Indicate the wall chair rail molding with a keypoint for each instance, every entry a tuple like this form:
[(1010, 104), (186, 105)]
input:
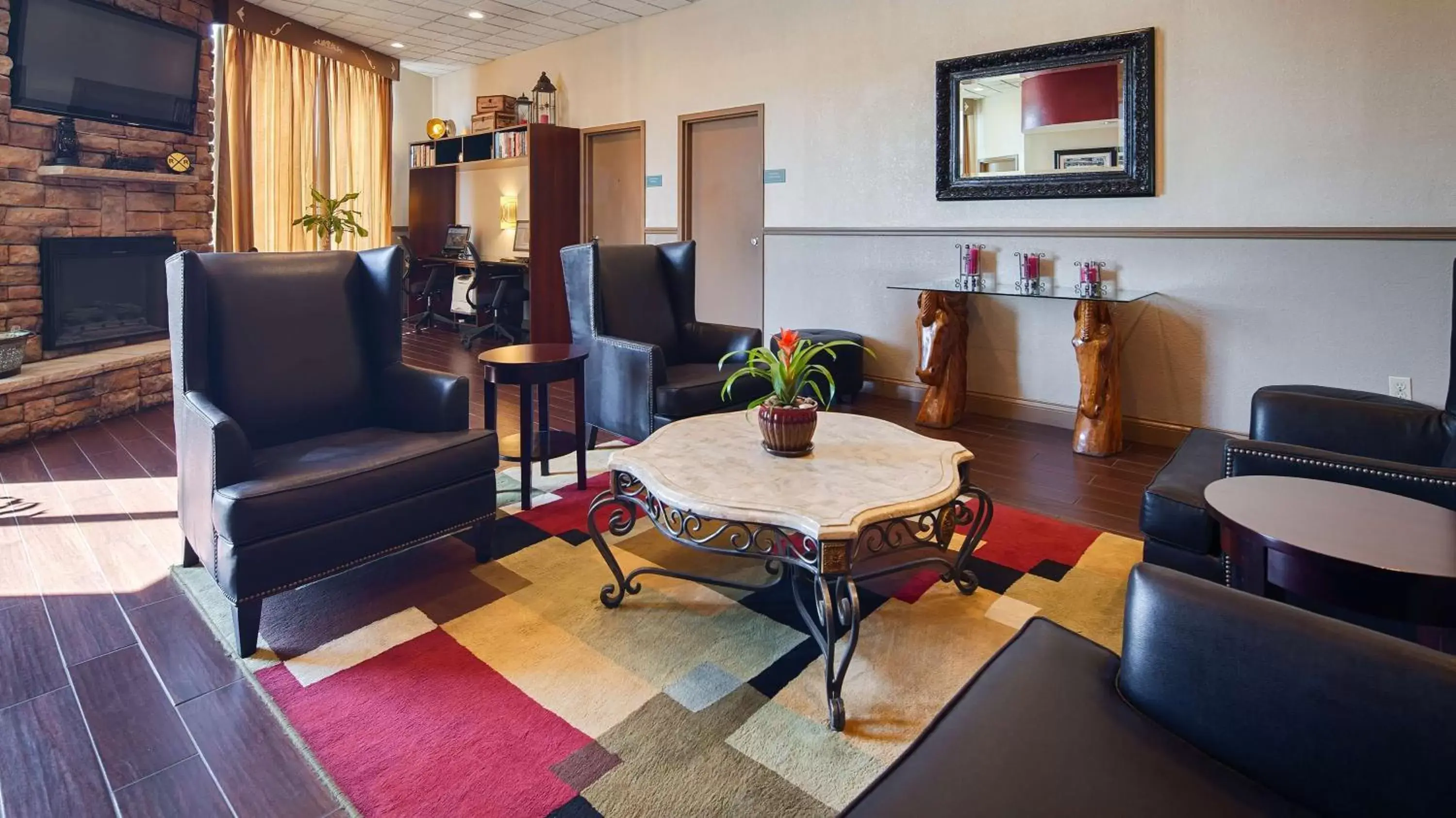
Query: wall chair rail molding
[(1139, 430), (300, 35), (1394, 233)]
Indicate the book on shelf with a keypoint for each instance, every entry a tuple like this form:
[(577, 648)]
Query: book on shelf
[(510, 145), (423, 156)]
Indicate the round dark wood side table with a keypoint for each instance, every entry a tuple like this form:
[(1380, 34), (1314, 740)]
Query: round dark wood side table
[(1360, 549), (536, 367)]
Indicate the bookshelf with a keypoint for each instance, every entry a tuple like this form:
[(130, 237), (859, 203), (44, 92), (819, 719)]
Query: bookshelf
[(503, 147), (552, 155)]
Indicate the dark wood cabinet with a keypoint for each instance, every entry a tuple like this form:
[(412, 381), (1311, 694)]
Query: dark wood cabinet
[(554, 159)]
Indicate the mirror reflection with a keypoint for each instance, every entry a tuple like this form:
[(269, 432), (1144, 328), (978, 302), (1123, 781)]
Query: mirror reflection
[(1055, 121)]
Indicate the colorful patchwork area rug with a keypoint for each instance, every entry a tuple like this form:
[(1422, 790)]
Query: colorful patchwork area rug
[(429, 686)]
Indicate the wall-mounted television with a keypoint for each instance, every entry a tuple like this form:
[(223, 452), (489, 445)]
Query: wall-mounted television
[(94, 62)]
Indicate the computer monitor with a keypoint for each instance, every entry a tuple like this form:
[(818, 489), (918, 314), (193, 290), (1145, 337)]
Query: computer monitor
[(456, 236)]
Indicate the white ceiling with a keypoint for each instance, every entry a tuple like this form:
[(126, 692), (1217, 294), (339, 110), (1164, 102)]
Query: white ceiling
[(440, 37)]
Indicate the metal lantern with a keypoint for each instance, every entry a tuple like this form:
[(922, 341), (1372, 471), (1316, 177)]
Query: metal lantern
[(544, 101)]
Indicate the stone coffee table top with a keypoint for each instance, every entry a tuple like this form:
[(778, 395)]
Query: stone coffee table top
[(861, 471)]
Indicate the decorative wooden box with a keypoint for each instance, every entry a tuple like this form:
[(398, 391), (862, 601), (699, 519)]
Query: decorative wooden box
[(482, 123), (494, 104)]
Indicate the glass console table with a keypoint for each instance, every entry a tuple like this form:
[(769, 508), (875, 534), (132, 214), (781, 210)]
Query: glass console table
[(1114, 294), (943, 328)]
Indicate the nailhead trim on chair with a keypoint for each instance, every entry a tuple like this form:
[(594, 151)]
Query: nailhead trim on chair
[(622, 343), (1228, 466), (1228, 472), (373, 556)]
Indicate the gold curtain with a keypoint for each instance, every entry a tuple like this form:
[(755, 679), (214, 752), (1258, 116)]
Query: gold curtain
[(289, 121), (357, 117)]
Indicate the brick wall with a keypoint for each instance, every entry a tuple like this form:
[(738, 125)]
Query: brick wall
[(75, 391), (34, 207)]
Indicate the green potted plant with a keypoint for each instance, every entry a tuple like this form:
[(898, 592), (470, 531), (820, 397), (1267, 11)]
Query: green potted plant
[(330, 219), (788, 415)]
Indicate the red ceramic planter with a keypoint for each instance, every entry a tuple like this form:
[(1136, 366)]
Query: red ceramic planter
[(788, 431)]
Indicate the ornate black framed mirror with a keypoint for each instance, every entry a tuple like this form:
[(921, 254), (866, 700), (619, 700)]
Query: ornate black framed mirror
[(1066, 120)]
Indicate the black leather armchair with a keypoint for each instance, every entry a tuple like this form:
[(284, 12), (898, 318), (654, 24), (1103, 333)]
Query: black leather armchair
[(1350, 437), (1222, 703), (1321, 433), (305, 446), (651, 360)]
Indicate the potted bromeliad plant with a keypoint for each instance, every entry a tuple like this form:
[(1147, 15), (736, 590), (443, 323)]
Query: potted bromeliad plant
[(788, 415), (331, 220)]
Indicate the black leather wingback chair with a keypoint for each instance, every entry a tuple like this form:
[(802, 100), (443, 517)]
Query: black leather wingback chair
[(1353, 437), (1222, 703), (651, 360), (1321, 433), (305, 446)]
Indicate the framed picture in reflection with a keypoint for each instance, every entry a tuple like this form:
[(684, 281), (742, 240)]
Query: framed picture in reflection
[(1078, 159)]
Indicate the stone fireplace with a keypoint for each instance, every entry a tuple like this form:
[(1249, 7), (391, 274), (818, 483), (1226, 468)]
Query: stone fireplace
[(108, 289), (104, 350)]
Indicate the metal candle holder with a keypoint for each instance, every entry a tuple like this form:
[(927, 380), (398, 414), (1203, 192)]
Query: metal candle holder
[(970, 276), (1031, 281), (1090, 280)]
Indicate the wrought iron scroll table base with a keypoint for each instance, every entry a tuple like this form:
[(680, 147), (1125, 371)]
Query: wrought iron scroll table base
[(823, 575)]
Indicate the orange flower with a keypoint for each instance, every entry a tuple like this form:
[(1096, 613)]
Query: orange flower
[(788, 340)]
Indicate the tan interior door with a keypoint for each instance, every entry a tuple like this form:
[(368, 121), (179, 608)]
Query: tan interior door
[(615, 177), (721, 207)]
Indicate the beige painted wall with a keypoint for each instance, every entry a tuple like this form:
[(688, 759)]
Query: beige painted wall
[(1270, 114), (414, 98), (998, 129)]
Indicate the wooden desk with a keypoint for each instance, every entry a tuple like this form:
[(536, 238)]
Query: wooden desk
[(456, 261)]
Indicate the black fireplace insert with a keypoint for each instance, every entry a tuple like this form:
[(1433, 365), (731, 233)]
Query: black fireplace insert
[(104, 289)]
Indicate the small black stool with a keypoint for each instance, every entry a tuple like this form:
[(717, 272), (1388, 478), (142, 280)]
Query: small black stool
[(538, 366), (848, 364)]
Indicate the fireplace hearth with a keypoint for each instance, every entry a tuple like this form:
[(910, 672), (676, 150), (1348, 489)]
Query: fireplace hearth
[(108, 289)]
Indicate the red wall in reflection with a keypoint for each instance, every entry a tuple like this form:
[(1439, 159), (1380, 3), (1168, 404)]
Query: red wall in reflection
[(1069, 97)]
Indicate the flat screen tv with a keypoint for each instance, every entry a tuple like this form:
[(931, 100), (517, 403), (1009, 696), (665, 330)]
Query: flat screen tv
[(94, 62)]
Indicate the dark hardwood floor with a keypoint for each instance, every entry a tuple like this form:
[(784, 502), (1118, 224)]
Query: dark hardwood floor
[(116, 698)]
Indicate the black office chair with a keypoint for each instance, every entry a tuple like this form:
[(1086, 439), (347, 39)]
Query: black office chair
[(436, 286), (507, 299)]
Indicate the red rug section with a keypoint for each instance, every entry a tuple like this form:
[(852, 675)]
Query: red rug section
[(1020, 539), (570, 511), (366, 728)]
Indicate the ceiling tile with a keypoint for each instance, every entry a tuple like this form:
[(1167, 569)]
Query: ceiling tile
[(440, 37)]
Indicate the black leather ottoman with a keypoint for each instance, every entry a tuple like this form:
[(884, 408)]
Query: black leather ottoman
[(1177, 529), (848, 366)]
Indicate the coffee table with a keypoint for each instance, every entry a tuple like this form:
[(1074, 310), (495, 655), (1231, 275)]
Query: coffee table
[(1350, 546), (874, 498)]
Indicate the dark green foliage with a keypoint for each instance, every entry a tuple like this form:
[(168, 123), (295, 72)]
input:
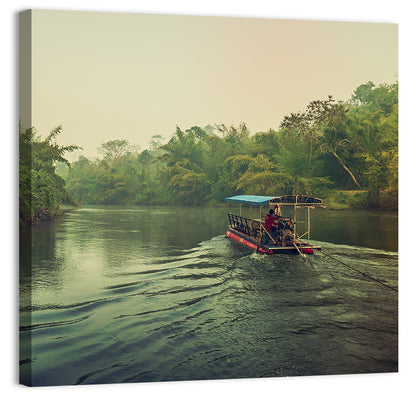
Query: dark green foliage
[(41, 190), (329, 147)]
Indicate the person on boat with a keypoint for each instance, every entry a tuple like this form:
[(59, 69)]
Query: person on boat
[(271, 224)]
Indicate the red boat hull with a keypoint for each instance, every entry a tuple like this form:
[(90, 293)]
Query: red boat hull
[(246, 241)]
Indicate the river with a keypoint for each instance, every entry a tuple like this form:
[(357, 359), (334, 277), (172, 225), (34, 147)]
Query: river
[(137, 294)]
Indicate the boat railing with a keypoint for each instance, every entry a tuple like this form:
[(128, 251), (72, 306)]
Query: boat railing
[(243, 224)]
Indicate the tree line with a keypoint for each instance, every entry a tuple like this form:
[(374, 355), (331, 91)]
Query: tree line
[(329, 146)]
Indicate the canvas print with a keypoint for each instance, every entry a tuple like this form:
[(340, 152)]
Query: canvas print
[(206, 198)]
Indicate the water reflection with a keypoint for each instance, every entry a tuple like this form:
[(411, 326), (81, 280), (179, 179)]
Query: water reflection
[(124, 294)]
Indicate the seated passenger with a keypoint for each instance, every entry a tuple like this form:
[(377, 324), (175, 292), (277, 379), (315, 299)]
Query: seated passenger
[(271, 224)]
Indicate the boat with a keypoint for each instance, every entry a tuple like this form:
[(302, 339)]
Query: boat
[(284, 239)]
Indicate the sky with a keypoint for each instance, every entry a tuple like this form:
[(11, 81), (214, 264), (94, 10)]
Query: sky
[(105, 76), (375, 11)]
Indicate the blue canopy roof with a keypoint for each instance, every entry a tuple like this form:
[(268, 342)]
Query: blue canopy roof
[(250, 199)]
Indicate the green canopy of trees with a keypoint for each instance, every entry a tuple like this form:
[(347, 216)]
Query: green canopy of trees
[(41, 190), (329, 146)]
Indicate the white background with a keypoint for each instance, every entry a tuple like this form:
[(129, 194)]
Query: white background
[(399, 11)]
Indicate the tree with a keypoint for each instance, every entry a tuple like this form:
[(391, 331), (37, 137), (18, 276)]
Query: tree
[(114, 149), (41, 190)]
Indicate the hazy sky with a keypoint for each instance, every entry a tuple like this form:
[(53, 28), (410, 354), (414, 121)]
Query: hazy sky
[(105, 76)]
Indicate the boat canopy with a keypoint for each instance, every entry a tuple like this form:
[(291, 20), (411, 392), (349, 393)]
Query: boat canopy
[(296, 200), (286, 200), (250, 199)]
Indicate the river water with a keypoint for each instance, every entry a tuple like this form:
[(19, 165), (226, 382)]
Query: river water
[(138, 294)]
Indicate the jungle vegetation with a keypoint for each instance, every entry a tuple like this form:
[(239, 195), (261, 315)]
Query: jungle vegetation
[(329, 147)]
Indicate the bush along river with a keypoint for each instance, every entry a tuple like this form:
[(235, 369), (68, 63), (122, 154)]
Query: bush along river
[(115, 294)]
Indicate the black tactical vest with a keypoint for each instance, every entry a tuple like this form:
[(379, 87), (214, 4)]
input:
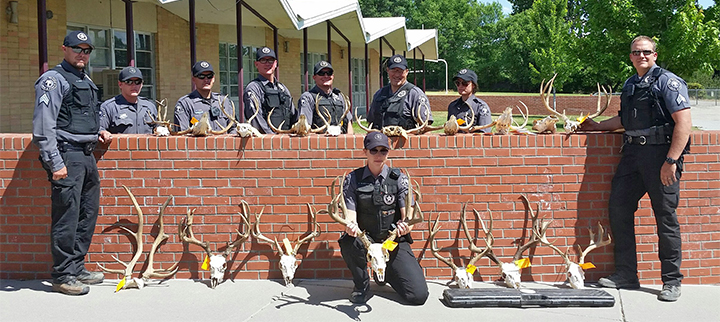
○ ○ ○ ○
ACTION ITEM
Provide the lines again, unchanged, from where the data above begins through the line containing "[(412, 381), (1311, 694)]", both ends included, omitting pictures and adding nothing.

SOLUTION
Indicate the wall chair rail molding with a keypoint for each instance, every entry a tuple like this form:
[(1010, 104), (186, 105)]
input:
Query: wall chair rail molding
[(1139, 430), (300, 35), (1394, 233)]
Indicate the book on shelf with a keypoint for each instance, every entry a tuple like this form:
[(577, 648)]
Query: book on shelf
[(510, 145), (423, 156)]
Indicate the round dark wood side table with a keypoint for each instance, every entry a tuple like this form:
[(1380, 34), (1314, 740)]
Query: round dark wood side table
[(1360, 549), (536, 367)]
Indicate the bookshelf with a keypoint for each instance, every entry a tuple like this form:
[(130, 237), (859, 203), (44, 92), (819, 719)]
Query: bookshelf
[(503, 147), (552, 155)]
Indicate the dark wood cabinet with a keypoint for each instance, every entry a tuple like this form:
[(412, 381), (1311, 694)]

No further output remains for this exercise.